**Task instructions:** With the images omitted, return all of the entries exactly as they stand.

**Data provided:**
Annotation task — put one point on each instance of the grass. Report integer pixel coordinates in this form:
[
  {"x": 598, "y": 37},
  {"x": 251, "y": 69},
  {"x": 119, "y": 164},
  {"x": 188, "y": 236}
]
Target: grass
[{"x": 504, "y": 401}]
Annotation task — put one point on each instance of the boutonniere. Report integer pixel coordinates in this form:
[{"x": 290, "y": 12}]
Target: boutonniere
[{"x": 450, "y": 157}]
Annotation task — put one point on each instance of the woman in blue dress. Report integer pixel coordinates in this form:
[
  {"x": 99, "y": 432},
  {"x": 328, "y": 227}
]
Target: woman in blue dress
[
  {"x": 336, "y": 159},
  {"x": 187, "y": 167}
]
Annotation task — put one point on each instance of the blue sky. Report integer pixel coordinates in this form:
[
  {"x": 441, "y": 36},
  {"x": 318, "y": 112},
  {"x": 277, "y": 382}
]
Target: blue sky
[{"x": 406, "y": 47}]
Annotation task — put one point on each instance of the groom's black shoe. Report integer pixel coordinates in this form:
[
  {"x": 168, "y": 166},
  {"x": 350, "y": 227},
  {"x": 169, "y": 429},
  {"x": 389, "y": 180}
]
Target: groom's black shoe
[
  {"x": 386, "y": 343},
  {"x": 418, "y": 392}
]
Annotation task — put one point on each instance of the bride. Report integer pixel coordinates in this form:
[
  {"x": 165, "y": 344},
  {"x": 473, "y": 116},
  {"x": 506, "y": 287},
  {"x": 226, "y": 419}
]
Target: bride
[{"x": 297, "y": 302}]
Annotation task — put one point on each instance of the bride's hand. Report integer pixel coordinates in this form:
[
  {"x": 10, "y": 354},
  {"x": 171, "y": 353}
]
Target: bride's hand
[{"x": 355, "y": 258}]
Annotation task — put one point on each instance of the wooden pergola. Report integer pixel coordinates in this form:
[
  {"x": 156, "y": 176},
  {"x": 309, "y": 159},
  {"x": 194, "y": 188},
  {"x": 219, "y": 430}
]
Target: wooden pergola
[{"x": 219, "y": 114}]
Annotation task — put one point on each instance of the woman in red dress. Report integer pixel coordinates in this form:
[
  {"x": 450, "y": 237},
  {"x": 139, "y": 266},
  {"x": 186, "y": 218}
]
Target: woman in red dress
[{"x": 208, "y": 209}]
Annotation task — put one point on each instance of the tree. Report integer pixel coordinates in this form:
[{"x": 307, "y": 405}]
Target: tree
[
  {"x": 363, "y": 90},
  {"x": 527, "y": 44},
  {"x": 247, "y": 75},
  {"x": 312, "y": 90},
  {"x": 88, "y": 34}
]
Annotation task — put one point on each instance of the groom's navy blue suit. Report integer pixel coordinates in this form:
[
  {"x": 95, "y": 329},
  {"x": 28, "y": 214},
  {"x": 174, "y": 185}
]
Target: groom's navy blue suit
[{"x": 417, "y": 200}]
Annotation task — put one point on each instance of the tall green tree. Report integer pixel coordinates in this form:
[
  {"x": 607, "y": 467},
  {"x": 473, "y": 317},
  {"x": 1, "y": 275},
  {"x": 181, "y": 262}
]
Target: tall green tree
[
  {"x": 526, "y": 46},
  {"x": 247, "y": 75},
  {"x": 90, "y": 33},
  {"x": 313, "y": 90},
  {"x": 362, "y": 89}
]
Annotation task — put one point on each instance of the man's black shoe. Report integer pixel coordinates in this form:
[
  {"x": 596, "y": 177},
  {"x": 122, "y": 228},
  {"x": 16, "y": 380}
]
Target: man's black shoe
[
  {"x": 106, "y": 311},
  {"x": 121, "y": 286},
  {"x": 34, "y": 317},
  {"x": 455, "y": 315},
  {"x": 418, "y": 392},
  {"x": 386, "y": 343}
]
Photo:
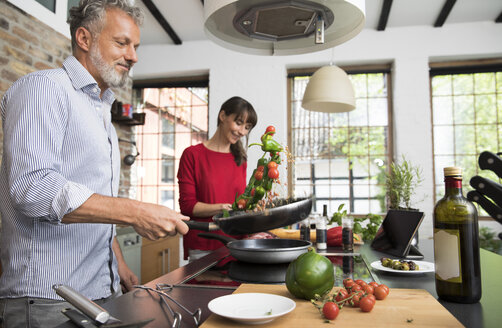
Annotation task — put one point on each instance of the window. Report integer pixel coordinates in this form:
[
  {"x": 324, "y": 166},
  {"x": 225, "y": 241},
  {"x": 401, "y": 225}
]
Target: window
[
  {"x": 176, "y": 118},
  {"x": 341, "y": 158},
  {"x": 466, "y": 120}
]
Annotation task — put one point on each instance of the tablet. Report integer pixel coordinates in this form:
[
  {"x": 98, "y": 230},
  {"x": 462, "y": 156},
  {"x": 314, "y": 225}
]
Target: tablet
[{"x": 396, "y": 233}]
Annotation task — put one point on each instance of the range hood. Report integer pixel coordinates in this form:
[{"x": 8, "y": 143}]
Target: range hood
[{"x": 282, "y": 27}]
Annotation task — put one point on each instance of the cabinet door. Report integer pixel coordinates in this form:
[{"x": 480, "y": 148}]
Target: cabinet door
[{"x": 159, "y": 257}]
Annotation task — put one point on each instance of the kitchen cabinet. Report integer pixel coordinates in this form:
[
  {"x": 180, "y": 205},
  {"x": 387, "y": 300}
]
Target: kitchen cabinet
[{"x": 159, "y": 257}]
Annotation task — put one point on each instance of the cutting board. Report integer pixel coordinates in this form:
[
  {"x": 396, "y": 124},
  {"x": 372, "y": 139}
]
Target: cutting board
[{"x": 400, "y": 306}]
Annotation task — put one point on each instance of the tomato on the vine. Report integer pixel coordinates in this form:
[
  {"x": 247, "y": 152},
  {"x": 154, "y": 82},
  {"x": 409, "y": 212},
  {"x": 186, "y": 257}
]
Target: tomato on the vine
[
  {"x": 373, "y": 284},
  {"x": 330, "y": 310},
  {"x": 368, "y": 289},
  {"x": 366, "y": 304},
  {"x": 271, "y": 129},
  {"x": 241, "y": 203},
  {"x": 273, "y": 173},
  {"x": 361, "y": 283},
  {"x": 356, "y": 298},
  {"x": 342, "y": 295},
  {"x": 272, "y": 165},
  {"x": 347, "y": 281}
]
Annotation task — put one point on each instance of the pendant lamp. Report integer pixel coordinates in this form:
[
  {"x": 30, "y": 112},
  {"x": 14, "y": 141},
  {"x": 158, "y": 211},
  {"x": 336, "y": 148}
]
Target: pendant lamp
[{"x": 329, "y": 90}]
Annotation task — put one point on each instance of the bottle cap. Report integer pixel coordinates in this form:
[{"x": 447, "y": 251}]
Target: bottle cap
[{"x": 452, "y": 171}]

**Answer space:**
Annotation task — put one point on each instance of the grass. Report integer pixel coordinates in this form:
[
  {"x": 598, "y": 37},
  {"x": 251, "y": 69},
  {"x": 119, "y": 164},
  {"x": 188, "y": 236}
]
Target: grass
[{"x": 504, "y": 401}]
Annotation task — put one point on each instance of the boutonniere. Report integer pixel coordinates in this form:
[{"x": 290, "y": 12}]
Target: boutonniere
[{"x": 450, "y": 157}]
Annotation task — put one point on each instance of the woman in blue dress. Report integer pixel coordinates in this form:
[
  {"x": 99, "y": 432},
  {"x": 328, "y": 227}
]
Target: woman in blue dress
[
  {"x": 336, "y": 159},
  {"x": 187, "y": 167}
]
Annotation task — put one point on each instance of the blue sky. Report integer pixel coordinates in this form:
[
  {"x": 441, "y": 36},
  {"x": 318, "y": 112},
  {"x": 277, "y": 382}
]
Target: blue sky
[{"x": 406, "y": 47}]
Annotation task — put one point on each instance of the groom's black shoe. Report integer pixel coordinates in this form:
[
  {"x": 168, "y": 166},
  {"x": 350, "y": 227},
  {"x": 169, "y": 429},
  {"x": 389, "y": 180}
]
Target: groom's black shoe
[
  {"x": 386, "y": 343},
  {"x": 418, "y": 392}
]
Annotation task — put one point on each instance of the bride. Report integer pixel coordinates in this form:
[
  {"x": 165, "y": 344},
  {"x": 473, "y": 116},
  {"x": 506, "y": 287},
  {"x": 226, "y": 419}
]
Target: bride
[{"x": 297, "y": 302}]
Annotation task — put one point on each instance of the bride's hand. Report integer pixel coordinates in this form:
[
  {"x": 10, "y": 354},
  {"x": 171, "y": 353}
]
Target: bride's hand
[{"x": 355, "y": 258}]
Annotation task — put one point on each instance of the wooden pergola. Report integer pixel coordinates in this form:
[
  {"x": 156, "y": 176},
  {"x": 309, "y": 159},
  {"x": 194, "y": 188},
  {"x": 219, "y": 430}
]
Target: wooden pergola
[{"x": 219, "y": 114}]
Annotation task — put one point on each instance of the woman in red dress. Report integer pixel coordinates in this form:
[
  {"x": 450, "y": 237},
  {"x": 139, "y": 266},
  {"x": 186, "y": 218}
]
Target: woman in red dress
[{"x": 208, "y": 209}]
Annotation task — put one point on each instance of the tree. Report integer pixel coordinates in this form:
[{"x": 307, "y": 405}]
Target: tree
[
  {"x": 363, "y": 90},
  {"x": 527, "y": 44},
  {"x": 247, "y": 75},
  {"x": 312, "y": 90},
  {"x": 88, "y": 34}
]
Annotation task — put one point on each instance of the groom's navy blue suit. Report integer pixel coordinates in this form:
[
  {"x": 95, "y": 329},
  {"x": 28, "y": 214},
  {"x": 174, "y": 185}
]
Target: groom's navy blue suit
[{"x": 417, "y": 200}]
Annotation task — put one point on each instance of the tall green tree. Report integer pixel coordinates in this form:
[
  {"x": 607, "y": 467},
  {"x": 473, "y": 317},
  {"x": 1, "y": 275},
  {"x": 181, "y": 262}
]
Target: tall green tree
[
  {"x": 526, "y": 46},
  {"x": 247, "y": 75},
  {"x": 90, "y": 33},
  {"x": 313, "y": 90},
  {"x": 362, "y": 89}
]
Annotation task — put one point on each instance of the man's black shoe. Report integer pixel coordinates in this form:
[
  {"x": 596, "y": 177},
  {"x": 122, "y": 228},
  {"x": 16, "y": 380}
]
Target: man's black shoe
[
  {"x": 106, "y": 311},
  {"x": 121, "y": 286},
  {"x": 34, "y": 317},
  {"x": 455, "y": 315},
  {"x": 418, "y": 392},
  {"x": 386, "y": 343}
]
Photo:
Annotation task — put one point on each instance of the window. Report integer pixel coordinates in this form:
[
  {"x": 324, "y": 166},
  {"x": 225, "y": 241},
  {"x": 401, "y": 225}
]
Target: window
[
  {"x": 176, "y": 118},
  {"x": 341, "y": 158},
  {"x": 466, "y": 120}
]
Annotation task — put one point on each instance of the tablet. Report integer pixel coordinates in this form:
[
  {"x": 98, "y": 230},
  {"x": 462, "y": 156},
  {"x": 314, "y": 225}
]
Target: tablet
[{"x": 396, "y": 233}]
Annotation task — put one point on each instance of the range hood. Report integer pixel coordinates in this form:
[{"x": 8, "y": 143}]
Target: range hood
[{"x": 282, "y": 27}]
Annotation task — put one point on each instance of the cabinet door. Report integer pixel coordinates in this form:
[{"x": 480, "y": 148}]
Target: cabinet door
[{"x": 159, "y": 257}]
Annotation task — put one point on each instance of the kitchen cabinet. Report integer pixel coordinates in this form:
[
  {"x": 180, "y": 205},
  {"x": 387, "y": 300}
]
Target: kitchen cabinet
[{"x": 159, "y": 257}]
Annotation task — put one point on each instance of the cutting board. Report integer pixel coordinates in this form:
[
  {"x": 396, "y": 124},
  {"x": 372, "y": 139}
]
Target: cutting board
[{"x": 400, "y": 306}]
Annotation task — put one point on each instance of the tomato on the vine. Report integer pixel coordinates in this form:
[
  {"x": 247, "y": 152},
  {"x": 154, "y": 82},
  {"x": 409, "y": 212},
  {"x": 186, "y": 257}
]
Target: tomato on the vine
[
  {"x": 373, "y": 284},
  {"x": 330, "y": 310},
  {"x": 368, "y": 289},
  {"x": 366, "y": 304},
  {"x": 271, "y": 129},
  {"x": 241, "y": 203},
  {"x": 273, "y": 173},
  {"x": 361, "y": 283},
  {"x": 356, "y": 298},
  {"x": 342, "y": 295},
  {"x": 272, "y": 165},
  {"x": 347, "y": 281}
]
Annotation task — put one point on each instance of the pendant lamp. Report integer pixel coordinates in this form:
[
  {"x": 30, "y": 112},
  {"x": 14, "y": 141},
  {"x": 158, "y": 211},
  {"x": 336, "y": 148}
]
Target: pendant lamp
[{"x": 329, "y": 90}]
Annotation task — put one point on each instance of the bottle cap. Report integer pixel coordinates in this form:
[{"x": 447, "y": 251}]
Target: bottle cap
[{"x": 452, "y": 171}]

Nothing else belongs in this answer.